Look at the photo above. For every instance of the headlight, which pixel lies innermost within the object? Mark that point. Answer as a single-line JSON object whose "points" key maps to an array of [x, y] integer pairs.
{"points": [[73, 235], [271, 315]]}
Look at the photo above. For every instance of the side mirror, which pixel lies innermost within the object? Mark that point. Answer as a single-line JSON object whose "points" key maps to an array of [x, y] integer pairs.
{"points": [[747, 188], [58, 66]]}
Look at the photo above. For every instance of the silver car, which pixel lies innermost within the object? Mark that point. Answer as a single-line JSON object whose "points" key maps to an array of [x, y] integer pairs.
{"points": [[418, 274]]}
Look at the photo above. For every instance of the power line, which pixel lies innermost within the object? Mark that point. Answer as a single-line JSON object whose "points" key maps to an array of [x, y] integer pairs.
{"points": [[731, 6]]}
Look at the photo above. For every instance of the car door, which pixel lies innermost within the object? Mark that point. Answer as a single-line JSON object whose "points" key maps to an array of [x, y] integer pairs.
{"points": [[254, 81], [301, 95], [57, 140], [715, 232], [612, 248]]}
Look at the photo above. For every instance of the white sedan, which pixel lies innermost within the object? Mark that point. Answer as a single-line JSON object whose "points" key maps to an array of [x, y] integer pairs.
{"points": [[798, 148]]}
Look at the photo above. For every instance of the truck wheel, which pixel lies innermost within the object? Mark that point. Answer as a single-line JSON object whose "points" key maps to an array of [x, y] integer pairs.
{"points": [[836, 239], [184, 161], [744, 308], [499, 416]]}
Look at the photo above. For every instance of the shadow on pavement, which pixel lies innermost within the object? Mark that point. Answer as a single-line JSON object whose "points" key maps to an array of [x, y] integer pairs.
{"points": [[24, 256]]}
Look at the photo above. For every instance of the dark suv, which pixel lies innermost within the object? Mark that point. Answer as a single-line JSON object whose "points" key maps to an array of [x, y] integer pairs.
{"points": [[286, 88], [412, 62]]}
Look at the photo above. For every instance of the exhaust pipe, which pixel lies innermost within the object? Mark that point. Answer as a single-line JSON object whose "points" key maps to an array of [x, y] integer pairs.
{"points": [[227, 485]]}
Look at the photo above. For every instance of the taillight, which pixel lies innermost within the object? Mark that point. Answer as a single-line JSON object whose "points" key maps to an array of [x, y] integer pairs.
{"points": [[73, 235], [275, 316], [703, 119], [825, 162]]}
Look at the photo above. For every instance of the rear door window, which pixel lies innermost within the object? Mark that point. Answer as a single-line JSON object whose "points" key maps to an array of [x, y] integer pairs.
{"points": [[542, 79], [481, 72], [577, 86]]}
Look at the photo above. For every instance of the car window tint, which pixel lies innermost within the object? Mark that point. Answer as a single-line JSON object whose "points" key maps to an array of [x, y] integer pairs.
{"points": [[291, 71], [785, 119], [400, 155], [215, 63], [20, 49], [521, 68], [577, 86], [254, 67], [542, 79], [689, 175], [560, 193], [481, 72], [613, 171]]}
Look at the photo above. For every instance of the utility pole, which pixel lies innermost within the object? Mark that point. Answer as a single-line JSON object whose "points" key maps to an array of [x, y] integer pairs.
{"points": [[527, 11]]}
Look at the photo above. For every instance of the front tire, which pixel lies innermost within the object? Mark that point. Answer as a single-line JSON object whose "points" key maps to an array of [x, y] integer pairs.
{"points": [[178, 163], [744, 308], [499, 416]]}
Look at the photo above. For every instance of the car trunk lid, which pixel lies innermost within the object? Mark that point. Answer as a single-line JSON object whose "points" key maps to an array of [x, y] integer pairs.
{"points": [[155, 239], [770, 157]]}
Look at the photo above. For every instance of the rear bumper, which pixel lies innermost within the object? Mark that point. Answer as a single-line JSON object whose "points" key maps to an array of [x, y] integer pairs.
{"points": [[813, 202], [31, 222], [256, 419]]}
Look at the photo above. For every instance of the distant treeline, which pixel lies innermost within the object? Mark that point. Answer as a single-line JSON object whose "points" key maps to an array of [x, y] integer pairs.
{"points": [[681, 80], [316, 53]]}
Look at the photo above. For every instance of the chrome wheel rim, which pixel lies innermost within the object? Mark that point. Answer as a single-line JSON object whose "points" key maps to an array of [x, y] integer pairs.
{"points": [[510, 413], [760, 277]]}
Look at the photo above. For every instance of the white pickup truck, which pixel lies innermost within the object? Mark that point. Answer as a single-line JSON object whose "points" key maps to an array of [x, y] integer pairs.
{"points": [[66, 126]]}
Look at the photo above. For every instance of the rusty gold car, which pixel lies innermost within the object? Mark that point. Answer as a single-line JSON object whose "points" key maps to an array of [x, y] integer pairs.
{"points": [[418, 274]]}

▬▬▬▬▬▬

» ABOUT THIS EXERCISE
Every entry in the listing should be retyped exactly.

» TASK RESPONSE
Look at the photo above. For every instance of the headlight, which pixel lies innermost within the object? Mark that point. Answer as a single-line JSON object whose "points" key maps to an array of [x, y] integer pairs.
{"points": [[73, 235], [271, 315]]}
Look at the photo above. For every instance of the side mirror, which pixel lies innermost within the object? Mark that point. Answer as a single-line JSON object whose "points" key maps to an array of [x, y] integer pairs.
{"points": [[747, 188], [58, 66]]}
Look at the photo above. For every instance of the silver car, which pixel lies innermost within the object? Mark that point. Answer as a single-line JSON object whose "points" key maps to an array of [x, y] integer pairs.
{"points": [[418, 274]]}
Look at the photo above. For every instance of the power line, which pixel lies innermost within the object? Mark that point. Answer as a single-line JSON object whose "points" key maps to an array of [x, y] integer pairs.
{"points": [[731, 6]]}
Look at the photo above. For every instance of the car door, which pixel lies innermost within the object? Mark that point. Answer as a single-line JSON object whose "points" key maps to an array of [x, y] integer pairs.
{"points": [[254, 81], [301, 95], [57, 140], [715, 232], [612, 248]]}
Look at the photo above. For every instance of the white sedan, which pixel lies innermost within the object? Mark that point. Answer as a single-line JSON object whose "points" key maps to an array of [x, y] integer pairs.
{"points": [[798, 148]]}
Look at the photo above. For every instance of the truck wheel, which pixel lies innermost within the object? Mark that point. Answer as a single-line JSON object whose "points" key maps to an array of [x, y] integer pairs.
{"points": [[836, 239], [184, 161], [744, 308], [499, 416]]}
Look at the photo above. For every instance of the shadow on pavement, which pixel lies innermost within the object? Mark that point. Answer as a single-line JSON object whose "points" key maps to an array of [x, y] integer pairs.
{"points": [[24, 256]]}
Look at the photo above. For every instance of the dark suv, which pixel lies innermost within the object? Mark that point. Answer as a single-line JSON object whose "points" key maps to an array of [x, y] integer pairs.
{"points": [[286, 88], [412, 62]]}
Look at the photo above. For every instance of the exhaust pipe, which pixel lies innermost within the object? Mark that point. Answer as a single-line JSON object whose "points" key maps to an array of [x, y] integer pairs.
{"points": [[227, 485]]}
Look at the photo above. For every instance of the taillight, which pixel lies innermost within the object? Mark that point. Answer as a single-line JSON object whose "points" key maps to an array of [x, y] integer pairs.
{"points": [[73, 235], [275, 316], [703, 119], [825, 162]]}
Look at the photo above. For every instance of the rear door window, which pixel lies innermost within the object? Mark that point. Answer as a single-line JSON object whose "points" key maps to an array of [x, y] integer pairs.
{"points": [[542, 79], [481, 72], [577, 86]]}
Look at the photo above. For every instance of the car window tint, which pixel lies innermost within the object? Mark that point. Answer as a single-line JSON object whose "points" key maps to an array of [x, y] integer pairs.
{"points": [[291, 71], [785, 119], [400, 155], [215, 63], [20, 49], [521, 68], [577, 86], [254, 67], [542, 79], [689, 175], [560, 193], [481, 72], [613, 171]]}
Look at the photo above. For every instance of the utility pole, which pixel lies innermost within the object? Mark that point. Answer as a single-line JSON object whose "points" key maps to an array of [x, y] integer pairs.
{"points": [[527, 11]]}
Look at the photo above. For every instance of the front tire, which pixel lies innermost within the object? Mark that point. Answer as a single-line JSON object whose "points" key maps to an array of [x, y] integer pairs.
{"points": [[178, 163], [744, 308], [499, 416]]}
Look at the photo above. For every instance of the car trunk lid, which pixel lies innermost within the object? Mark that point. Answer as a single-line JSON object whose "points" key maps to an array of [x, y] integer pairs.
{"points": [[155, 239], [770, 157]]}
Look at the photo above. For every instance of the rear bumper, which pixel lies innermost within the object? Mark that point. Answer as a single-line JSON object whose "points" key maps to an array of [x, y] integer pairs.
{"points": [[813, 202], [31, 222], [256, 419]]}
Look at the photo above. For every instance of the distant treeline, which pixel lies innermost within the object? Mark that point. Answer as a single-line JSON object whose "points" key maps to an array of [x, y] integer pairs.
{"points": [[681, 80], [316, 53]]}
Look at the photo above. For every instance of the chrome wheel rim, which pixel lies innermost within the object? Mark that point. Answer as a single-line JSON object whose "points" key maps to an array of [x, y] integer pairs.
{"points": [[510, 413], [760, 277]]}
Look at the photo above. For every instance of the white pickup truck, which pixel lies innermost within the object? Mark that point. Answer as a single-line JSON object whose "points" key maps to an array of [x, y] integer pairs.
{"points": [[66, 126]]}
Look at the photo above. For every instance of the rusty gold car, which pixel lies innermost within the object? Mark that point. Answer as a single-line JSON object whose "points" key maps to an array of [x, y] integer pairs.
{"points": [[418, 274]]}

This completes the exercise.